» **WHAT TO WORK ON**:
1. According to the Heads Up, Ears Down introduction, why will the blog list films that contain no depictions of violence toward animals?
2. List everything the Heads Up, Ears Down introduction says a film's notation will give for each incident.
3. Continue the Heads Up, Ears Down introduction and its first film entry from the edition details for Tammy and the T-Rex.

» **EXCERPTED PASSAGE**:
Heads Up, Ears Down

This blog accurately identifies depictions of violence and cruelty toward animals in films. The purpose is to provide viewers with a reliable guide so that such depictions do not come as unwelcome surprises. Films will be accurately notated, providing a time cue for each incident along with a concise description of the scene and perhaps relevant context surrounding the incident. In order to serve as a useful reference tool, films having no depictions of violence to animals will be included, with an indication that there are no such scenes. This is confirmation that the films have been watched with the stated purpose in mind.


Note that the word depictions figures prominently in the objective. It is a travesty that discussions about cruelty in film usually are derailed by the largely unrelated assertion that no animals really were hurt (true only in some films, dependent upon many factors), and that all this concern is just over a simulation. Not the point, whether true or false. We do not smugly dismiss depictions of five-year-olds being raped because those scenes are only simulations. No, we are appalled that such images are even staged, and we are appropriately horrified that the notion now has been planted into the minds of the weak and cruel.


Depictions of violence or harm to animals are assessed in keeping with our dominant culture, with physical abuse, harmful neglect, and similar mistreatment serving as a base line. This blog does not address extended issues of animal welfare, and as such does not identify scenes of people eating meat or mules pulling plows. The goal is to itemize images that might cause a disturbance in a compassionate household.


These notes provide a heads-up but do not necessarily discourage watching a film because of depicted cruelty. Consuming a piece of art does not make you a supporter of the ideas presented. Your ethical self is created by your public rhetoric and your private actions, not by your willingness to sit through a filmed act of violence.

Tammy and the T-Rex

Tammy and the T-Rex. Stewart Raffill, 1993.
😿
Edition screened: Vinegar Syndrome Blu-ray #300, released 2019. English language. Runtime approximately 90 minutes.

» **SUPPLIED DATA**:
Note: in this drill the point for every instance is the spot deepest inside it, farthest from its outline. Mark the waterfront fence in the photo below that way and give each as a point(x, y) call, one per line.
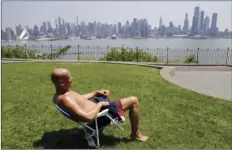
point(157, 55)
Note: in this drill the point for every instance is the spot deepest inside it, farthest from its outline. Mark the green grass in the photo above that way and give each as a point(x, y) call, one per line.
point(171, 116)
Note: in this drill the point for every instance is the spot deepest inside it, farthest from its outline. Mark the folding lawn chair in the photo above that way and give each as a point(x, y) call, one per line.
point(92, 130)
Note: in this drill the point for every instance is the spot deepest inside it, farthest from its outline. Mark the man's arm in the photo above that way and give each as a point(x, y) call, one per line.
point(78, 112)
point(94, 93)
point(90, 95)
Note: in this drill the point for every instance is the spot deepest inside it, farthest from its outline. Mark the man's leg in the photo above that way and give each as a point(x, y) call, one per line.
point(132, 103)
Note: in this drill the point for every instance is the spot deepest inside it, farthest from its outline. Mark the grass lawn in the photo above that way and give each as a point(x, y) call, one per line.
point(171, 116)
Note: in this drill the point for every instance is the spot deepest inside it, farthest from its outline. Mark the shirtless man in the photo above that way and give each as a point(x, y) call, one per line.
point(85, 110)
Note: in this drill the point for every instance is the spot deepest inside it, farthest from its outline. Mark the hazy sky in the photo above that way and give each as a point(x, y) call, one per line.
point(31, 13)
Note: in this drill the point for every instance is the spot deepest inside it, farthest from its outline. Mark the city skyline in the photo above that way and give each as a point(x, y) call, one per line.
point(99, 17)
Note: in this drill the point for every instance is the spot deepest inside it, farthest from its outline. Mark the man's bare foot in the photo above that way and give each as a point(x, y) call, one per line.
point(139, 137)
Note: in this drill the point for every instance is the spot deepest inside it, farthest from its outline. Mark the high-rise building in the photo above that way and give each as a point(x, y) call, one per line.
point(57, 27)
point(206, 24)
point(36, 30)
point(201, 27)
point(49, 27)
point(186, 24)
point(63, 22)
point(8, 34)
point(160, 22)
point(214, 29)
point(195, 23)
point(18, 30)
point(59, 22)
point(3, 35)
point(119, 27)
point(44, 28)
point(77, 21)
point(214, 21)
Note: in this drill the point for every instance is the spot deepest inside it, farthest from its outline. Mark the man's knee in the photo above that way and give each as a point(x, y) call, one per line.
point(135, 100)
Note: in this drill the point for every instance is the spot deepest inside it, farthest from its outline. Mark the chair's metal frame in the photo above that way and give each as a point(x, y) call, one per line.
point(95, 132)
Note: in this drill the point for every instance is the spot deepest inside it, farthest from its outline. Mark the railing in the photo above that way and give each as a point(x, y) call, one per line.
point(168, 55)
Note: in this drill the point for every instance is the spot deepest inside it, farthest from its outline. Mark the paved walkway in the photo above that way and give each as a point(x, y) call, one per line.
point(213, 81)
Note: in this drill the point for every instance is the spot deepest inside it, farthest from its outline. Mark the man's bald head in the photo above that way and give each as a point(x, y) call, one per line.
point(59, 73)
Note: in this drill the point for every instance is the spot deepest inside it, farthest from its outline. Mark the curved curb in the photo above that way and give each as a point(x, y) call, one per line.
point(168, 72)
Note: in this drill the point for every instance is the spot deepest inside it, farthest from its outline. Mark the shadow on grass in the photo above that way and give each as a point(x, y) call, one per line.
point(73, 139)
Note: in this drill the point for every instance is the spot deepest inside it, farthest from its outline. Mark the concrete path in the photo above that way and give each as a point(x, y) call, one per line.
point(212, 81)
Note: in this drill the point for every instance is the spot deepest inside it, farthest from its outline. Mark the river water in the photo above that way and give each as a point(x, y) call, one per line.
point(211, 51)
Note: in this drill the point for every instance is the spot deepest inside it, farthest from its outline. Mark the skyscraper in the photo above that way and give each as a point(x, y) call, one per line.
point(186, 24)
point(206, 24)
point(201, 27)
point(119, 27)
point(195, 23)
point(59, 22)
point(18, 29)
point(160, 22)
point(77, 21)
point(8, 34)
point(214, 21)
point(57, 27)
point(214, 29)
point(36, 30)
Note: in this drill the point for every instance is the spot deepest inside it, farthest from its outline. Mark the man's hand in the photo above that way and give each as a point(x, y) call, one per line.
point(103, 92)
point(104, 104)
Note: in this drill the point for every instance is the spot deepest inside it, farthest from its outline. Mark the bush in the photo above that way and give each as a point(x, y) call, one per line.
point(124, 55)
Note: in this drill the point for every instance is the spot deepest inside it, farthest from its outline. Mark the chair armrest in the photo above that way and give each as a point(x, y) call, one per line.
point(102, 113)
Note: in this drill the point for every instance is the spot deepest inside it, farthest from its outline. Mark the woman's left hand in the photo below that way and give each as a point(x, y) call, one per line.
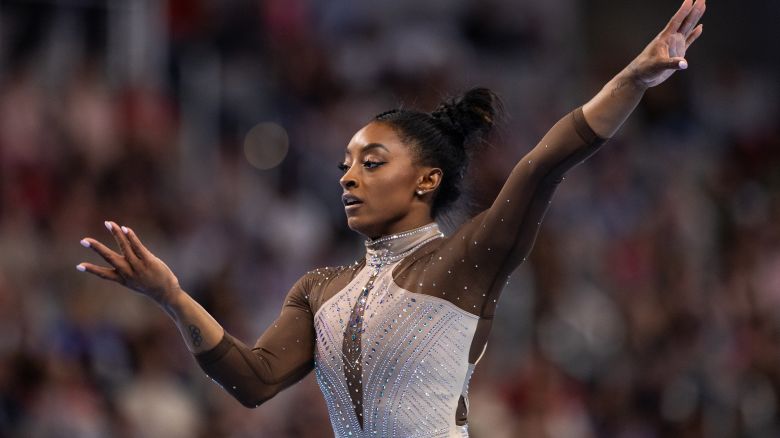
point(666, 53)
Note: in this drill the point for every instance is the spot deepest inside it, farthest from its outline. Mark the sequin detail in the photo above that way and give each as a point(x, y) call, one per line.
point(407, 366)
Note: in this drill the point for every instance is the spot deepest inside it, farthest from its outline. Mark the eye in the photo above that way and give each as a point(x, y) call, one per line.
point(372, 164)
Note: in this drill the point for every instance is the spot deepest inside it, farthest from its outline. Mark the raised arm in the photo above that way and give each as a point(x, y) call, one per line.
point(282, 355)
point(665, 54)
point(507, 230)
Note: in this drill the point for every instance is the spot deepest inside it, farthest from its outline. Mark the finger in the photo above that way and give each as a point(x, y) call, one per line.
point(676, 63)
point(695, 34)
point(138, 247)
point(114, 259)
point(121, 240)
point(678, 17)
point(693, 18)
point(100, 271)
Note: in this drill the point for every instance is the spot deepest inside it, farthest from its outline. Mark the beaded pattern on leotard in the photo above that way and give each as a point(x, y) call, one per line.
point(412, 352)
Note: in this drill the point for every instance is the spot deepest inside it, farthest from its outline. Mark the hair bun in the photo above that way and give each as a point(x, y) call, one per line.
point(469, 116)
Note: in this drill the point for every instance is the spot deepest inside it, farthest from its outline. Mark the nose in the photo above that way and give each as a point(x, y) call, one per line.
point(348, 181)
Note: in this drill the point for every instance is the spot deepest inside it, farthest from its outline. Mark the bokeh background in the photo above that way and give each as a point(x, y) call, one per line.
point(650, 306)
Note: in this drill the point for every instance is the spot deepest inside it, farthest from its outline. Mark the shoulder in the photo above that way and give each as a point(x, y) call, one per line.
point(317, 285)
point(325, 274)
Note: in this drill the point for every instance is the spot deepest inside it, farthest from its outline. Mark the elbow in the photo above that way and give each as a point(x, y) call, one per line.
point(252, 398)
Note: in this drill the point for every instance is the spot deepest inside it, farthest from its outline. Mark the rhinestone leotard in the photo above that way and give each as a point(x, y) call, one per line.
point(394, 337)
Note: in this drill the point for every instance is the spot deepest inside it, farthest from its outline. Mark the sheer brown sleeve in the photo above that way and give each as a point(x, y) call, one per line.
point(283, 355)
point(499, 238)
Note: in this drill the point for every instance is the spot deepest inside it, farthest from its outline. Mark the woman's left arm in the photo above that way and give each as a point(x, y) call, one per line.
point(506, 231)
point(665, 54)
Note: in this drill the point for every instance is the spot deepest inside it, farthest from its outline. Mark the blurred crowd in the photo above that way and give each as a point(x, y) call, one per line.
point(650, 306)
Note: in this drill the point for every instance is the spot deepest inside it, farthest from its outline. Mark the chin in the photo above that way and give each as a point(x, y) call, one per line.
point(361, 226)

---

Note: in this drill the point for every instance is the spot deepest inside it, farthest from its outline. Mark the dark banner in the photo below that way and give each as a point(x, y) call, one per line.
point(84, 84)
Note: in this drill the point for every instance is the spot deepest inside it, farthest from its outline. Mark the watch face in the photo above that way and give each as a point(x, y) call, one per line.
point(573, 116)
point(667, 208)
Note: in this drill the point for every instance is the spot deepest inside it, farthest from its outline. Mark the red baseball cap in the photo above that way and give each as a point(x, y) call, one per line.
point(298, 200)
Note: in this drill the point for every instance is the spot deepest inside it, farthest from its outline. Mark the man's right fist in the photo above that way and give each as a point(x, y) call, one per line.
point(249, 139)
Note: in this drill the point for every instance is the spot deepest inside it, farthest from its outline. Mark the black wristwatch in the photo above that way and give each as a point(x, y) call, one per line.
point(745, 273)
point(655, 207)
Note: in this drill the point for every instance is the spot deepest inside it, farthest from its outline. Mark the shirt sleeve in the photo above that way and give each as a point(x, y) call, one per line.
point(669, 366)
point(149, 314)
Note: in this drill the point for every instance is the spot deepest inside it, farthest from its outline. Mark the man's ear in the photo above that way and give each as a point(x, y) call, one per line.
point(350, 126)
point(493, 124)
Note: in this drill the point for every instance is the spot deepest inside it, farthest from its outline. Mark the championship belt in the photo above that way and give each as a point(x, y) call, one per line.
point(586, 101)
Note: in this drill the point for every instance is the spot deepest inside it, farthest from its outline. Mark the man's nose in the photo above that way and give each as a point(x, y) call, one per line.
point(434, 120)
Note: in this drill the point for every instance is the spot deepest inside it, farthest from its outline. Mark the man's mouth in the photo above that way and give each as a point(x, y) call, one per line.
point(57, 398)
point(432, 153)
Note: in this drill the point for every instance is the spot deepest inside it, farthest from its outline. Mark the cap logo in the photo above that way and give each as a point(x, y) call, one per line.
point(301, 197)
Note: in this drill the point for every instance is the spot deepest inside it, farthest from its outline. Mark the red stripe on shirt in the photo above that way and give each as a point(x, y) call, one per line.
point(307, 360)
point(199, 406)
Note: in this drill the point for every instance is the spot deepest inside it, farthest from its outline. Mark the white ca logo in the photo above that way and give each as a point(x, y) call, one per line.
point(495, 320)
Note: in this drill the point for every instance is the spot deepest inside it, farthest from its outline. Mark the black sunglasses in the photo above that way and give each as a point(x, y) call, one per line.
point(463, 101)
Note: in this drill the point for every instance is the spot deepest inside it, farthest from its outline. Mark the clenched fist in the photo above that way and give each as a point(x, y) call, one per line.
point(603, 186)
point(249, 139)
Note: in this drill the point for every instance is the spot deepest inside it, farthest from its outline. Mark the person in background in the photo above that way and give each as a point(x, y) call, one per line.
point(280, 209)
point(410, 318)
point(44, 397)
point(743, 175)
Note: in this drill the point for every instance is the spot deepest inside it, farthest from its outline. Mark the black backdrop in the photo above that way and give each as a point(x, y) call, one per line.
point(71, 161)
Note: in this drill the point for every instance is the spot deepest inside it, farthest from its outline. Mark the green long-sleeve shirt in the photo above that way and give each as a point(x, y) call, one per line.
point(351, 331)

» **EXPECTED RESULTS**:
1. Including them makes the blog useful as a reference tool. Marking a film as having no such scenes also confirms that it was watched with the blog's stated purpose in mind.

2.
- A time cue
- A concise description of the scene
- Possibly relevant context surrounding the incident

3.
Summary: Implication of shooting animals.

Details:
1) A lion is mauling a man, and a game warden intervenes by shooting the lion, 21:49-21:52.  We do NOT see the lion shot. We see the game warden lift and rifle, then hear gun fire during a cut to the next scene.
2) While searching for the dinosaur in a small barn (hmmm), the evil scientist is startled by a chicken and shoots his tranquilizer gun at the bird, 1:22:02. This is a very confusing scene visually because in the space of half a second we see the flying chicken and what appears to be a splatter of blood against the wall; but the bright red plume actually is the feathered stabilizer of the tranquilizer dart, which did NOT hit the bird.
3) Soon after this the T-Rex is “killed” in a hail of police gun fire. Dialogue immediately afterward comedically explains that this makes no sense, as the dinosaur is mechanical and would not, could not, slowly be brought down and collapse on the floor . . . 

The potential depictions of violence to animals in this film all resolve to be non-issues. But sticking to the objective of this project, could an unexpecting viewer be upset or taken by surprise by the apparently-shot chicken? Yes.

This Vinegar Syndrome release is the first time Tammy and the T-Rex has been available uncut with its substantial violent gory deaths intact. VS also includes the heavily-edited “family” version that was a video store staple in the 1990s.